LISTED RECORDS: Begin

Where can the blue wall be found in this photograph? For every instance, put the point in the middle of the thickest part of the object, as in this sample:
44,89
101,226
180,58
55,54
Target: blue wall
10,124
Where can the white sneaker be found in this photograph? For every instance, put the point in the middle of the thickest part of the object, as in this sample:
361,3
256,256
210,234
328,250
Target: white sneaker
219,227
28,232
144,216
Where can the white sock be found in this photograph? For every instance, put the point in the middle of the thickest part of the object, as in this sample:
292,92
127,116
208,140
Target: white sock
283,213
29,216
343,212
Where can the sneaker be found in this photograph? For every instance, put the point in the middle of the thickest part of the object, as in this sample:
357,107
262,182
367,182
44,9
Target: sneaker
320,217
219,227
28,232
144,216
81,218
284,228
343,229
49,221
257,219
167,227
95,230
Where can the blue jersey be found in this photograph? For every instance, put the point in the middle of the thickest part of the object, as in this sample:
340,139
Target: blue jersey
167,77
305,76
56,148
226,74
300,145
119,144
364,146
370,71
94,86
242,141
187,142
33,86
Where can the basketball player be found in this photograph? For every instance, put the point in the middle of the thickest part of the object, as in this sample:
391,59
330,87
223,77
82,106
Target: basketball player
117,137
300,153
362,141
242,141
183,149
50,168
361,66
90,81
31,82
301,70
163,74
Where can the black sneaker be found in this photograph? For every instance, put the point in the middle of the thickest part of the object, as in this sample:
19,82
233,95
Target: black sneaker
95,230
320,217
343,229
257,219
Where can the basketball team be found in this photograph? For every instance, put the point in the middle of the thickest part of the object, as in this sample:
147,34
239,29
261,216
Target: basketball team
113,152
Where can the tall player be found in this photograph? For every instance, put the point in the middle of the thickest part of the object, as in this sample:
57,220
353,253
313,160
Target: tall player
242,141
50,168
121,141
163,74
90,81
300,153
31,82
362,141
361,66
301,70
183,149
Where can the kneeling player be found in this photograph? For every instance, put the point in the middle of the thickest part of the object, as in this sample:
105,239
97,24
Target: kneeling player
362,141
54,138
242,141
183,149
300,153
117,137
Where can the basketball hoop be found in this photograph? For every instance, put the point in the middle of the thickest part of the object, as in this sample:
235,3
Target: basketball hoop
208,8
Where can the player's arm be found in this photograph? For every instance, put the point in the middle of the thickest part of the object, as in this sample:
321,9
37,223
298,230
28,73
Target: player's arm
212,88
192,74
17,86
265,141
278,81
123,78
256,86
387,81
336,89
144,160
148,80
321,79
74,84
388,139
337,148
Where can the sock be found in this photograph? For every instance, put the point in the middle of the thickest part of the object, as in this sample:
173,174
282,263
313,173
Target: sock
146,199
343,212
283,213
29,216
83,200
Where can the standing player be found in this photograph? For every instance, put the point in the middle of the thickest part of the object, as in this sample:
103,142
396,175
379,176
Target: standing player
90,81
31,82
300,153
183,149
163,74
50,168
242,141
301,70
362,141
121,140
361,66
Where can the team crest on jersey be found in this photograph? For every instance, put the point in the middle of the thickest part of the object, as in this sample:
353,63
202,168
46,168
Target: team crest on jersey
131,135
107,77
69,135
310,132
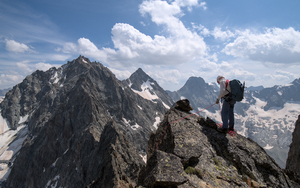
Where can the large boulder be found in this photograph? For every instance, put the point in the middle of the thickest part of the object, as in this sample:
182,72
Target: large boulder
293,160
209,158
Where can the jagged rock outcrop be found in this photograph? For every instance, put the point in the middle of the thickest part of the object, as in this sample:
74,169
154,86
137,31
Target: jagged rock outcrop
187,151
85,128
148,88
293,160
199,93
266,115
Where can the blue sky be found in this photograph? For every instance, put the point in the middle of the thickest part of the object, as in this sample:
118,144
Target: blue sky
254,41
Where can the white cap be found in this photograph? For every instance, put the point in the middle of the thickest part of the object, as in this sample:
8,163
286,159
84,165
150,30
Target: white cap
219,78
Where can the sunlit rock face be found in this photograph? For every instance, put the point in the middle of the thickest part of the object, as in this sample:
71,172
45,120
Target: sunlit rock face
188,151
82,127
293,160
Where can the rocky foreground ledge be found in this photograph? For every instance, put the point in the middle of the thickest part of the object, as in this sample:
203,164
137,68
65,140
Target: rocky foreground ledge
189,152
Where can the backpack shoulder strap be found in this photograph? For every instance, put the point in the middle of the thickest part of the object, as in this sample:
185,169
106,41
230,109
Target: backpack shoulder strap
226,84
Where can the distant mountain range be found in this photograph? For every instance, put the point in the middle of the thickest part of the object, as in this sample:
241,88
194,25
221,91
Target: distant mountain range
53,119
267,116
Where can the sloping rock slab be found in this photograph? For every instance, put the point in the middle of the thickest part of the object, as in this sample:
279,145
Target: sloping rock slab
166,170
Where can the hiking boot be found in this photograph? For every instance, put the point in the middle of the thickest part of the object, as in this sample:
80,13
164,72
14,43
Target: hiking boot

LISTED RECORDS: End

Would you output the full listing exactly as it stands, minus the images?

### EXERCISE RESPONSE
Where can the blue wall be found in this photograph? For every instance, put the point in the middle of the thickest part of the object, as in this sample:
44,89
101,226
180,58
55,54
Target: blue wall
10,124
Where can the white sneaker be found in this photograph? For every instance, put the point in the middle of the thickest part of the object, as in this sample:
361,3
256,256
210,234
328,250
Target: white sneaker
219,227
28,232
144,216
Where can the white sock be found in this photograph? For every instance, put the point in the middle of the thickest part of the object, as in this sample:
292,92
127,116
208,140
Target: white sock
283,213
29,216
343,212
Where can the sneaker be found in this photograph? For every instance, put the point in the middle of the thickest part of the object, as in this sample:
357,107
262,182
367,182
44,9
Target: sneaker
320,217
219,227
28,232
144,216
81,218
284,228
343,229
49,221
257,219
167,227
95,230
Where can the blue jersey be found in this photograph? For every instance, put the point in the middle of the thickest part of the object, as in this sample:
340,139
Target: blue jersey
167,77
305,76
56,148
226,74
300,145
119,144
364,146
370,71
94,86
242,141
187,142
33,86
Where can the basketball player be found in this photograph? For every instance, put the point in the middle of the thickest part of the object, as in this sample:
391,59
330,87
223,77
82,106
Target: basketball player
117,137
300,153
362,141
242,141
183,149
50,168
361,66
90,81
31,82
301,70
163,74
Where can the black sneaker be found in this photograph? For every instance, put the point in the middle of the thickest part of the object, as in this sample:
19,82
233,95
Target: black sneaker
95,230
320,217
343,229
257,219
Where can the basketball team be found in this photograph? For every instance, put the point in the middle of the thickest part of the object, as in this sample:
147,34
239,29
261,216
Target: basketball team
113,152
Where can the tall player be found in this photograph? For every instance, put the point in the middle of the thickest part of the object, as in this sample:
57,220
353,253
313,160
Target: tall player
242,141
50,168
121,141
163,74
90,81
300,153
31,82
362,141
361,66
301,70
183,149
Where can the kneeling player be found in this photograph? For every instance, put the point in the middle of the thickest part of the object, as in this sample:
105,239
97,24
Target: kneeling player
362,141
54,138
242,141
183,149
300,153
117,137
Where can the basketball hoop be found in this photograph? For every instance, put the point in the middle of the thickest part of the object, as in this sample:
235,3
Target: basketball hoop
208,8
Where can the player's arm be found in this photograph? For every instance, put the point in the middle of the thickest part of the object, as in this sample:
321,9
37,223
298,230
28,73
Target: player's arm
212,88
192,74
17,86
265,141
278,81
123,78
256,86
387,81
336,89
144,160
148,80
321,79
74,84
388,139
337,148
Where can the sock be found in this photograph? For every instance, put the point in the middle of the thickest part of the object, as in this sample:
173,174
282,263
313,173
Target: sock
146,199
343,212
283,213
29,216
83,200
Where can the standing player be found in this photograph? For every instance, put the point in the middle of the thickest part of the object, as in this sample:
103,142
396,175
379,176
Target: standing player
90,81
31,82
300,153
183,149
163,74
50,168
242,141
301,70
362,141
121,140
361,66
Where can the team crest on jersey be found in this photograph? For every instance, put the point in the middle of the thickest part of the object, as in this sample:
353,63
202,168
46,168
Target: team crest on jersey
131,135
107,77
69,135
310,132
Where can the large boulder be found in this photograph? For every instance, put the point in the middle of the thickest part of the object, as in this sample:
182,72
Target: large boulder
293,160
209,158
Where can the jagged rock outcrop be found in this photograph? For every instance, put the point in the middle of the thickest part of the object, as in this sample:
74,169
154,86
137,31
Target: jagged rock outcrop
187,151
85,128
148,88
293,160
199,93
266,115
Where can the blue sky be found in this photograph? For every instance, put the point in the middle of the thickest part of the object, as in this sample:
118,144
Target: blue sky
254,41
Where can the white cap be found in this photograph? For every instance, put the point in the middle of the thickest part of the object, as in this sample:
8,163
286,159
84,165
150,30
Target: white cap
219,78
Where can the sunlit rock face be found in this photograph? For every instance, put the point in the middle of the thickest part of the object, as in this sample:
71,172
45,120
Target: sunlit rock face
188,151
82,127
293,160
Where can the rocky foreground ledge be found in this photograph? For every instance, put the point in the middle of the thickest part of the object, as in this sample:
203,164
137,68
65,140
Target: rocky foreground ledge
189,152
Where can the backpack shoulder strap be found in this photograph? For every instance, put the point in the middle of the thickest part of the object, as in this sample:
185,169
106,41
230,109
Target: backpack shoulder strap
226,84
Where can the distant mountain range be found in this photograph? For every instance, put the point in the middle of the thickest part of the object, as in this sample:
241,88
194,25
221,91
Target: distant mountain range
53,119
267,116
Where can the sloping rock slab be found in this photograph? For every instance, put the point in the middle of the thickest part of the object, as in this sample:
279,145
Target: sloping rock slab
166,170
Where can the hiking boot be found in this photograph? For every instance, put the point in the middle of the thickest part of the object, as in this sample:
80,13
164,72
14,43
Target: hiking boot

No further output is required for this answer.